● **Задания для выполнения**
a) Воспроизведите, пожалуйста, дословно часть фрагмента текста, начиная со слов «Знаете, я всерьез» и продолжая вплоть до слов «чем это кино.».
b) Что, согласно фрагменту текста, Ростоцкий первым делом сделал, когда у него в 1957 году родился сын?

● **Фрагмент текста**
§

Что «мой собеседник – Шекспир. Когда дорастешь, тогда и поговорим». Да. Это Ростоцкий мне рассказывал, это произошло за несколько месяцев до его смерти. Он еще решительно опроверг идею насчет того, что Эйзенштейн был гомосексуалом, сказал мне: «Я все-таки к нему пришел хорошеньким, кудрявым 16-летним мальчиком, и все эти свои рисунки он мне показал уже только тогда, когда я вернулся с фронта без ноги». Он мне рассказывал и о том, что Эйзенштейн очень нежно относился к Донскому и не любил Довженко, называл его «крашеным». Я говорю: «Станислав Иосифович, а почему крашеный?» – «А вот, – говорит, – не знаю, поэтому и запомнилось, что крашеный». Он рассказывал совершенно замечательно об Андрее Москвине – о том, как он ходил полностью пораженный, завороженный, когда стажировался у Козинцева с Москвиным на фильме «Пирогов», и в какой-то момент они зашли в туалет, Москвин поворачивается к нему и спрашивает: «Молодой человек, какого хрена вы за мной все время ходите?» И тут Ростоцкий решил, что тот его принял за стукача. А он продолжает: «Я же знаю, что у вас ноги нет». И когда снимали какую-то сцену с конями в «Пирогове» и какой-то конь его, Ростоцкого, сшиб, Москвин бросил камеру и первым кинулся к Ростоцкому. Когда у Ростоцкого в 1957 году родился сын, он первым делом послал телеграмму Москвину: «Родился сын, назвали Андреем». И Андрей Никoлаевич все понял. Много чего он тогда рассказывал. Как Борис Васильевич Барнет учил его не признаваться, если жена застукает с чужой дамой.
Что значит – не признаваться?
А вот говорить, что этого не было. Прямо в глаза. Говорит, это действует.
(Смеется.) Послушал вас, и захотелось посмотреть советское кино. Хотя в последние лет тридцать я смотрел в основном только западные фильмы. Может быть, потому, что это вдруг стало доступным и одно за другим начало открываться новое. С советским так не получается.
Знаете, я всерьез перестал следить за западным кино где-то к началу 1980-х. В то время я жил в Луганске. Ну что там посмотришь? Но дело было не в этом. Я понял, что я потерял код. Вот что такое Фасбиндер или Вим Вендерс, я уже не могу понять. Я не понимаю, о чем это кино.
А у меня есть знакомые, которые, по-моему, не видели почти ни одного советского фильма. Что бы вы им предложили посмотреть, чтобы они полюбили советское кино?

§

● **Данные для проверки**
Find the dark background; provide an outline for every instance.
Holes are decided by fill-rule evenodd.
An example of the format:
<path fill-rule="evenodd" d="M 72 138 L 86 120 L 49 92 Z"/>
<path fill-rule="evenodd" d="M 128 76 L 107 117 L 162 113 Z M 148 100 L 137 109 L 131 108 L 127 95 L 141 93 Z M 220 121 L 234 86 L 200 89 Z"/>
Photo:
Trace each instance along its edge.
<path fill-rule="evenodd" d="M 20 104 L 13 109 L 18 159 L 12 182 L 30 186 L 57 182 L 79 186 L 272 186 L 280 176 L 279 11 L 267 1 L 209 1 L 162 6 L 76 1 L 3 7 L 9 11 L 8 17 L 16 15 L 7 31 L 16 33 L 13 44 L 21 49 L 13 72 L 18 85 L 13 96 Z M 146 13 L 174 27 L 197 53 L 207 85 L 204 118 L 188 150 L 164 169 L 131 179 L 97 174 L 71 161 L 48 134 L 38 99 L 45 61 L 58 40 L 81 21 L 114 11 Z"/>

§

● **Ответы по заданиям**
a)
Знаете, я всерьез перестал следить за западным кино где-то к началу 1980-х. В то время я жил в Луганске. Ну что там посмотришь? Но дело было не в этом. Я понял, что я потерял код. Вот что такое Фасбиндер или Вим Вендерс, я уже не могу понять. Я не понимаю, о чем это кино.

b) Послал Москвину телеграмму: «Родился сын, назвали Андреем».